◆ **DATASET**:
— BEGIN —

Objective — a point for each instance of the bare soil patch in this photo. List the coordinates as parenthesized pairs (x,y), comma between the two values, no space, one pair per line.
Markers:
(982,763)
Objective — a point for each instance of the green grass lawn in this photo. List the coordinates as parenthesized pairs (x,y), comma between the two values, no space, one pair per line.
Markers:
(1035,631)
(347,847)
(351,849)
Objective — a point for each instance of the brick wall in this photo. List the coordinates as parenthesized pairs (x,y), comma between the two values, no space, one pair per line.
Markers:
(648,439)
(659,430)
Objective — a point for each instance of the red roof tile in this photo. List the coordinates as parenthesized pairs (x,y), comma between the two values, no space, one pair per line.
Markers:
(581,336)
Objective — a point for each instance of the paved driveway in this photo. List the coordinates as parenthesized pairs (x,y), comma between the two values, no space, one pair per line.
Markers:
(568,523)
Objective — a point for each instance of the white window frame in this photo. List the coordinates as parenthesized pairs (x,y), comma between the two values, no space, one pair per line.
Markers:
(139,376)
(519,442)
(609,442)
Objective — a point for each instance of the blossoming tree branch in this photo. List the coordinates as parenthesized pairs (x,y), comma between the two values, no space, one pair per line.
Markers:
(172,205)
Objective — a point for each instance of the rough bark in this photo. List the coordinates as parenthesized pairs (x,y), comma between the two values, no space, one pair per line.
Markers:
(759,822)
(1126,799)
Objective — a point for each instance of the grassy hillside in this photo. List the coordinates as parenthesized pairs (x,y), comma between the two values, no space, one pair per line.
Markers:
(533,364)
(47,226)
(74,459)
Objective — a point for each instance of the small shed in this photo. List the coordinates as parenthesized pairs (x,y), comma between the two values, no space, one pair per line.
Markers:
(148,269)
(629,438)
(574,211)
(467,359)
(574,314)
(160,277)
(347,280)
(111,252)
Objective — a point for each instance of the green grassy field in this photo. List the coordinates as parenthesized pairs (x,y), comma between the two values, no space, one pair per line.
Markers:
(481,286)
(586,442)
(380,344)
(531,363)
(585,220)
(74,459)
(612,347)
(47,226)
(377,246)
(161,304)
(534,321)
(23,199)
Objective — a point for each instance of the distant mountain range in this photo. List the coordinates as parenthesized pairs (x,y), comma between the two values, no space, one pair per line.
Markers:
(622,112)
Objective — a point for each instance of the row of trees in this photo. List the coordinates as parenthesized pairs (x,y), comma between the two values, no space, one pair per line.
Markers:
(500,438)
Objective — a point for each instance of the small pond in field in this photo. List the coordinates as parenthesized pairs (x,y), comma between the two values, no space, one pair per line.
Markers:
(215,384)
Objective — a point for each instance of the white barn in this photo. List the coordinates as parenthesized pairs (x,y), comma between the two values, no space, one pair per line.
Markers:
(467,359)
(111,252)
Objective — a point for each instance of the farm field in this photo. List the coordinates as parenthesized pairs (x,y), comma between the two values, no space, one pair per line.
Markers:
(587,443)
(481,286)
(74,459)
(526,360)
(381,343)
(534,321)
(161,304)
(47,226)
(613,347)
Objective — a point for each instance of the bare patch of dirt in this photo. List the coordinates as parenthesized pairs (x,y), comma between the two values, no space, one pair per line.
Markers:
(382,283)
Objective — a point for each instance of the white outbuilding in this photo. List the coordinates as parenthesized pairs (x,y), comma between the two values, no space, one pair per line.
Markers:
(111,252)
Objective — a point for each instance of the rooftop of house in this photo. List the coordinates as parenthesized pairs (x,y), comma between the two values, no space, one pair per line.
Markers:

— END —

◆ **EXERCISE AIM**: Reproduce the material above with every "Markers" swapped for "Points" and nothing else changed.

◆ **EXERCISE RESULT**:
Objective — a point for each instance of the bare soil patch in this photo. List the coordinates as parenthesized pairs (x,y), comma between the two values, no space, one pair per line.
Points:
(982,763)
Objective — a point for each instance of the green grass lawn in this photo. List the coordinates as parenthesized pairs (x,y), comma between the two values, no space, one pair per line.
Points:
(1035,631)
(347,847)
(351,849)
Objective — a point for each instance of the brick wall in this photo. List the coordinates as parenthesized pairs (x,y), comma between the two values, no space, one pair per line.
Points:
(648,439)
(659,430)
Objective — a point for each instance of the red roof tile in this photo. List the coordinates as parenthesized pairs (x,y), comma between the two values, no space, one pair per line.
Points:
(581,336)
Objective — a point for each instance of the paved driveway in this photo. List the coordinates as parenthesized pairs (x,y), comma between the two values, no space, one pair per line.
Points:
(568,523)
Objective — a point for each instance of the white window frame in this photo. List the coordinates as parenthesized pairs (x,y), comma between the two values, no space, one pair per line.
Points:
(139,376)
(519,442)
(609,442)
Objective — a point for each instance of the blossoming tree branch in this photo. List the coordinates as parenthesized pairs (x,y), comma between the two values, no space, one pair per line.
Points:
(172,205)
Objective — a point for each instance of the rough bark in this photo. List the coordinates as parenthesized pairs (x,y), comma between the two values, no space, one pair per line.
Points:
(759,822)
(1126,799)
Objective — a point for each instance of the grassy hillside in this photo. List the coordinates as parenthesized pairs (x,y), comma between the two values, no space, one pair per line.
Points:
(533,364)
(47,226)
(74,459)
Objective — a point for each instance of the small shed in this photo. List the coordinates as parenthesized pairs (x,y), comma between the two values, no space, one pair per line.
Points:
(148,269)
(629,438)
(574,211)
(467,359)
(574,314)
(160,277)
(347,280)
(111,252)
Objective — a point for each instance of the green grassy field in this photo. List the coordinates as parenthesized pairs (x,y), comma between the two values, no space, one pair per line.
Points:
(481,286)
(586,442)
(380,344)
(531,363)
(585,220)
(74,459)
(612,347)
(47,226)
(377,246)
(161,304)
(534,321)
(23,199)
Objective — a point for each instance of the distant mountain range in this photo. List the coordinates as parenthesized pairs (x,y), comma between the two values, no space, one pair per line.
Points:
(622,112)
Objective — a point for each instance of the row of trees in this photo. List the coordinates as parenthesized pairs (x,y), comma between the two values, no space, one pair per line.
Points:
(500,438)
Objective — a point for each instance of the small pond in field in this photo. List the coordinates as parenthesized pairs (x,y), comma between the two values, no space, one pair per line.
Points:
(215,384)
Objective — a point for each instance of the white barn in this photo. List the coordinates as parenthesized pairs (x,y), comma between the two values, no space, one pair per line.
Points:
(467,359)
(111,252)
Objective — a point for each instance of the farm field in this photo. List the coordinates as parenthesized pairs (x,y), comma between the two values, no space, one pair per line.
Points:
(587,443)
(481,286)
(74,459)
(526,360)
(381,343)
(534,321)
(161,304)
(47,226)
(613,347)
Objective — a point for each instance of the bare patch of dirt in this photo. List the coordinates as parenthesized pairs (x,y), comma between the two values, no space, one pair per line.
Points:
(382,283)
Objective — a point for each instance of the white outbuilding in this photo. List the coordinates as parenthesized pairs (x,y), comma between the two values, no space, one pair per line.
Points:
(111,252)
Objective — a point for each instance of the rooftop of house in this photo. List the coordinates as parenthesized pairs (x,y), comma between the two values, no space, one pair per line.
Points:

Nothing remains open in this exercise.